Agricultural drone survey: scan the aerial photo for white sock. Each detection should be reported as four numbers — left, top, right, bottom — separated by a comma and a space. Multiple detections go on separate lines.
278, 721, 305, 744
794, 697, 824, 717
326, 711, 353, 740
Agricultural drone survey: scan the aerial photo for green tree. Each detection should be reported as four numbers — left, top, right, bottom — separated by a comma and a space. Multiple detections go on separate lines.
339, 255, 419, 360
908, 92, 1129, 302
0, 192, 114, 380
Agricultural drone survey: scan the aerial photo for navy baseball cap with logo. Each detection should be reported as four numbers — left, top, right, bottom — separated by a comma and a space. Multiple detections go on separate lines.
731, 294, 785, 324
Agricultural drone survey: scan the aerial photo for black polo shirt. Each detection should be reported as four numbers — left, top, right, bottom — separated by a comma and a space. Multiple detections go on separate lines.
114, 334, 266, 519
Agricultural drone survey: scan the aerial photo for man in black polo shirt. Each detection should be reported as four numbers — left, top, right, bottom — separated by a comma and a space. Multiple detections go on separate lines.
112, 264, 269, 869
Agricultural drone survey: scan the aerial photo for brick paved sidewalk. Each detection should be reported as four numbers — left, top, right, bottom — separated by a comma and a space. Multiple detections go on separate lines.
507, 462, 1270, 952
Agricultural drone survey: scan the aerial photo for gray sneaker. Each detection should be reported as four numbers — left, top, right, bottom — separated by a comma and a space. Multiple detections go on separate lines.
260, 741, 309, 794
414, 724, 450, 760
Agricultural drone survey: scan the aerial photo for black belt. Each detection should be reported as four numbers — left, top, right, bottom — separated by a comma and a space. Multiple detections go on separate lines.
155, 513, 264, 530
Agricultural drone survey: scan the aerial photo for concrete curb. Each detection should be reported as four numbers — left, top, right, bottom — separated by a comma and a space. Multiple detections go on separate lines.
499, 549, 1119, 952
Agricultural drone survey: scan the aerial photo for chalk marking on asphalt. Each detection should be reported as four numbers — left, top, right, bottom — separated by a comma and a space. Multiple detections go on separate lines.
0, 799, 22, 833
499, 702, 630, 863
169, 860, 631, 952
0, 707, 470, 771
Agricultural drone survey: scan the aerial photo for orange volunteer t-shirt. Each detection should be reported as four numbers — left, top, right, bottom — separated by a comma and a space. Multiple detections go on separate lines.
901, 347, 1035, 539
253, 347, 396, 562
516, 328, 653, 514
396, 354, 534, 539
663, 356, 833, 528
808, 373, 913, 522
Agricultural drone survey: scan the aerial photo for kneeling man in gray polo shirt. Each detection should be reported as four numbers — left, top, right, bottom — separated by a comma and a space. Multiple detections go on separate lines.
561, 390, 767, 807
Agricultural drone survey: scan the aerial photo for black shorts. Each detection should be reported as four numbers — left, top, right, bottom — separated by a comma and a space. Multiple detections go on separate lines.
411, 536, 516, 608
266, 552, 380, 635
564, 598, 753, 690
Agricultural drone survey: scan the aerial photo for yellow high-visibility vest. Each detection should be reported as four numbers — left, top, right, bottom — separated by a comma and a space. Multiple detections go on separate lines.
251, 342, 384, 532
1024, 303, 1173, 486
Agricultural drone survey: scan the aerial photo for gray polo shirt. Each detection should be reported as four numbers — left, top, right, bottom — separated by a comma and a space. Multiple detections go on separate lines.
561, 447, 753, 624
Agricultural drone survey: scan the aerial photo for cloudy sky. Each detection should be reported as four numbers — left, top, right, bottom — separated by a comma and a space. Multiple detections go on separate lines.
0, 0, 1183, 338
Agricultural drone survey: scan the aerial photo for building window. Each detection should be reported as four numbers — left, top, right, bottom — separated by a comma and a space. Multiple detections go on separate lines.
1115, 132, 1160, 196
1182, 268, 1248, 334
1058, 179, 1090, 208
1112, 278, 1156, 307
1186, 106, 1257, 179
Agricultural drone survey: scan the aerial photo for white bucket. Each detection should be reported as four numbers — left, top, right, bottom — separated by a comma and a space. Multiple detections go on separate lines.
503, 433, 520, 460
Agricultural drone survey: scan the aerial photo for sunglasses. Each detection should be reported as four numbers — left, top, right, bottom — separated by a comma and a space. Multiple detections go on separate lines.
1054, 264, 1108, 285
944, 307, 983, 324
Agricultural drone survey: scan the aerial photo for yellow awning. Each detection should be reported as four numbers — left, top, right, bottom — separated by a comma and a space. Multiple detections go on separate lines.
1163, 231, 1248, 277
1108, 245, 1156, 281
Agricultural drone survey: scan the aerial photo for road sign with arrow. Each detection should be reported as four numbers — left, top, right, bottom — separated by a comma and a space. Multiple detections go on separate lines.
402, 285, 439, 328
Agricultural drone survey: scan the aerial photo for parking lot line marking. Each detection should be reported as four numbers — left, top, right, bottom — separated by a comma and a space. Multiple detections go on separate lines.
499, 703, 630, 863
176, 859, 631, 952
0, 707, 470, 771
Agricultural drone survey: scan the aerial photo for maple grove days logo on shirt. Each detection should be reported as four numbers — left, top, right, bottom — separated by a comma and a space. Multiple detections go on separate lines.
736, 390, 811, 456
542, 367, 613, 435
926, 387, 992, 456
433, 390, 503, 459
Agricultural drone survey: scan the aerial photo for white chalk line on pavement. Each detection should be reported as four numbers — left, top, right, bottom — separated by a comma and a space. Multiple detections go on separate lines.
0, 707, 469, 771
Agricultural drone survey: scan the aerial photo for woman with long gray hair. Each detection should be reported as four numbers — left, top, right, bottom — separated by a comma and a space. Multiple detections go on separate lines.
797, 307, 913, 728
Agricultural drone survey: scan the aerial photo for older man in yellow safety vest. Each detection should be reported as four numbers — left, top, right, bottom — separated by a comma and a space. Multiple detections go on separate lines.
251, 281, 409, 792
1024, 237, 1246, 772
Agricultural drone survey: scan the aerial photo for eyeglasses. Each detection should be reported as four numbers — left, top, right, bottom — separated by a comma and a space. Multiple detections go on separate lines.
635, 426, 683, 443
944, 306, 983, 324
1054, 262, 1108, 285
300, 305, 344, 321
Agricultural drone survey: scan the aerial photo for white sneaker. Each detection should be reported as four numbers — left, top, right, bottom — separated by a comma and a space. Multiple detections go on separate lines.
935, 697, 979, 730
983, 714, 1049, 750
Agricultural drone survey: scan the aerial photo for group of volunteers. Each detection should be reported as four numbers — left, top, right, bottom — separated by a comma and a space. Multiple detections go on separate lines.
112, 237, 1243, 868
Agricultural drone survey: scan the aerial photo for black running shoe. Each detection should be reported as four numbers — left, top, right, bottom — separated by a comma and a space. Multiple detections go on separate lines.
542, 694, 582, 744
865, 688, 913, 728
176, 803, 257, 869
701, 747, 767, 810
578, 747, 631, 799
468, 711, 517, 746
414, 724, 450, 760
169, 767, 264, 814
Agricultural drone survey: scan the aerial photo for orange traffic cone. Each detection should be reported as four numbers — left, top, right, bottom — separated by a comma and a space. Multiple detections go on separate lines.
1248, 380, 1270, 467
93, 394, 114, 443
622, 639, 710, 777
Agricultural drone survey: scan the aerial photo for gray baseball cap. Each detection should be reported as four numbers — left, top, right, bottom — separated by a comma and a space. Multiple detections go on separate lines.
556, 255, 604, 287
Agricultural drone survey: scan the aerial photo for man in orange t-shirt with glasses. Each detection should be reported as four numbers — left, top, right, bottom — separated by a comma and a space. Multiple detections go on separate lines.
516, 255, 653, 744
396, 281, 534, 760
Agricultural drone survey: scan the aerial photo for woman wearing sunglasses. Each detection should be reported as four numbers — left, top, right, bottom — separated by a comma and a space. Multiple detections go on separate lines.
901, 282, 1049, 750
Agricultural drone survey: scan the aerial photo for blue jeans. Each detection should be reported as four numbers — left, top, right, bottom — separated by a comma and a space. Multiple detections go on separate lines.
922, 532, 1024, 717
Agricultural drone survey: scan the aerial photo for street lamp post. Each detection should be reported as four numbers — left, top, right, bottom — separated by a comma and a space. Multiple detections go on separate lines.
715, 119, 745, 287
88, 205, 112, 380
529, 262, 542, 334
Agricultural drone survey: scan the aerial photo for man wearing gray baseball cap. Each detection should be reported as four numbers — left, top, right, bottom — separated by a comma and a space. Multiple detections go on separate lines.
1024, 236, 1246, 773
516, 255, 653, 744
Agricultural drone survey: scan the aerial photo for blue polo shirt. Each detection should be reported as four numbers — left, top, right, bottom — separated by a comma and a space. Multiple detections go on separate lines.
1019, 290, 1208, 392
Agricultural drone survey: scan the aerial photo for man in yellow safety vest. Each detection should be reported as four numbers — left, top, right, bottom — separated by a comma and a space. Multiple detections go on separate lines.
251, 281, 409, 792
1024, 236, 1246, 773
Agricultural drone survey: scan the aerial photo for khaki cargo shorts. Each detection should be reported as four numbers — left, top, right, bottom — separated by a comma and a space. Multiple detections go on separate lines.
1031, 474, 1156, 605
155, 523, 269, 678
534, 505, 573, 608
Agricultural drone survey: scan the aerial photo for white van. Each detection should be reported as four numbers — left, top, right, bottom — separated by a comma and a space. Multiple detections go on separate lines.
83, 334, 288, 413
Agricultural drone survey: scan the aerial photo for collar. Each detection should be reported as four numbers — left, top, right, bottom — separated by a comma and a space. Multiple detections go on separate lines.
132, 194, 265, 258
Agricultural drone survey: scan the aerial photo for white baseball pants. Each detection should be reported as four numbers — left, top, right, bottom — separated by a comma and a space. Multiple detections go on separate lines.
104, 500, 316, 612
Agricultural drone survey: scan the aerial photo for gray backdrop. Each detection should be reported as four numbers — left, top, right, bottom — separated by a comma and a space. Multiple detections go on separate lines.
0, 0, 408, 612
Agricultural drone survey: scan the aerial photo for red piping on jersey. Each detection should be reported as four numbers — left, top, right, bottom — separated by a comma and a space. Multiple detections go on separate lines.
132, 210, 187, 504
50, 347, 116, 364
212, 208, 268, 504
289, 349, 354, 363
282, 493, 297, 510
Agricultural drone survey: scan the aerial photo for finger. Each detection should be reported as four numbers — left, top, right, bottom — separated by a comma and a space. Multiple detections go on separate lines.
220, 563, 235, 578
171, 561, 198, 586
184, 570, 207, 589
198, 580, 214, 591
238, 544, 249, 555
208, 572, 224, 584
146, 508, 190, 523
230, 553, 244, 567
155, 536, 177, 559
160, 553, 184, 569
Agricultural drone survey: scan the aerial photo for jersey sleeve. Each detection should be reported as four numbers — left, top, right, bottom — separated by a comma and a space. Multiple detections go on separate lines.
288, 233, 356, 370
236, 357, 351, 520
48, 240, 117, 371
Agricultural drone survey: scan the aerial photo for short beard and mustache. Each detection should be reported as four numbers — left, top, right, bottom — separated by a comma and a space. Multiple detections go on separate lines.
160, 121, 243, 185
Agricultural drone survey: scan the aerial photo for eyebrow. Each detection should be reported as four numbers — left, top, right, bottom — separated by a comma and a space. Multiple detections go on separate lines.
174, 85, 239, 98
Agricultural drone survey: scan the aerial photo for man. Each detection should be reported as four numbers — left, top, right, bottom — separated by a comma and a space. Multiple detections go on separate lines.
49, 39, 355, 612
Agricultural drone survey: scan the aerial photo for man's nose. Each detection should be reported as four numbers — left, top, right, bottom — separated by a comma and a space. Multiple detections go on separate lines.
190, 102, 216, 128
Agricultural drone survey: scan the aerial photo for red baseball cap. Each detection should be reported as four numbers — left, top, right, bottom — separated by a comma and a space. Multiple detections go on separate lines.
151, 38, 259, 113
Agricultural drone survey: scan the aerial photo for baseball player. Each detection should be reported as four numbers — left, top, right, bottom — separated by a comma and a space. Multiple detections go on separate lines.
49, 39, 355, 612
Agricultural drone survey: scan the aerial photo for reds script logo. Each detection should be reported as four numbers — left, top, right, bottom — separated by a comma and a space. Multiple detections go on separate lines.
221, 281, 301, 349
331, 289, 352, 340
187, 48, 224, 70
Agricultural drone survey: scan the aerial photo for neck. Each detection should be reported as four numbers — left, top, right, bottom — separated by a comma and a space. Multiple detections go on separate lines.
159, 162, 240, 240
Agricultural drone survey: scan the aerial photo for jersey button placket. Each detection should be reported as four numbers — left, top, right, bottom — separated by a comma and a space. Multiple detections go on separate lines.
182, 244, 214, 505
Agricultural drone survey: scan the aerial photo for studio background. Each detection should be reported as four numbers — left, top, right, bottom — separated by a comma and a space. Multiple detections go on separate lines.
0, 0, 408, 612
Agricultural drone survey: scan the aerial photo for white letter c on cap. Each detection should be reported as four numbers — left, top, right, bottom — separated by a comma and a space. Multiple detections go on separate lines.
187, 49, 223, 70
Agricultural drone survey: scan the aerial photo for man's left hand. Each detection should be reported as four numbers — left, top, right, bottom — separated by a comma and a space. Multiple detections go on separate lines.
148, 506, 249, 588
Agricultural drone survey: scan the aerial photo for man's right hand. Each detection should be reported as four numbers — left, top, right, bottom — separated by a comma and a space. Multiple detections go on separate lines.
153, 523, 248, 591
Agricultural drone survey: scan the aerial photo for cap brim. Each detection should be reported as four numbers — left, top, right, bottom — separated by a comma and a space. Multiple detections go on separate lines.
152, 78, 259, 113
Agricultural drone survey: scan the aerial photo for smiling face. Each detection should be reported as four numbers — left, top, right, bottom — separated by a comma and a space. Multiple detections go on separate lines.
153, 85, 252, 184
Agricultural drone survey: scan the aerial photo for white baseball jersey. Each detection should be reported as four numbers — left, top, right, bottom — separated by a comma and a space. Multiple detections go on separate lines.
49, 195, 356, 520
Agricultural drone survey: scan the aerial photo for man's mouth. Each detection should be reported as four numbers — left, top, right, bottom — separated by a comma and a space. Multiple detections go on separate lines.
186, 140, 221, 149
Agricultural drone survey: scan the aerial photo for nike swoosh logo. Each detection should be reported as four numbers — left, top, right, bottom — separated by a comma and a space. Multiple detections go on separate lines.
+++++
- _YOUR OBJECTIVE_: Rescale the entries above, beginning at the line that has "Agricultural drone survey: scan the aerial photo for concrete" and stopping after the line that has "499, 549, 1119, 952". Write out only those lines in full, leaving the request text unchanged and multiplying every box coordinate by 1.6, rounded to the nearest whole number with halves rounded up.

- _RESULT OF THIS EXERCISE_:
Agricultural drone survey: scan the aerial photo for concrete curb. Each detection should be reported as four numbers — left, top, right, bottom — separated by a comma and a space. Multiple detections go on separate lines.
798, 878, 1790, 1523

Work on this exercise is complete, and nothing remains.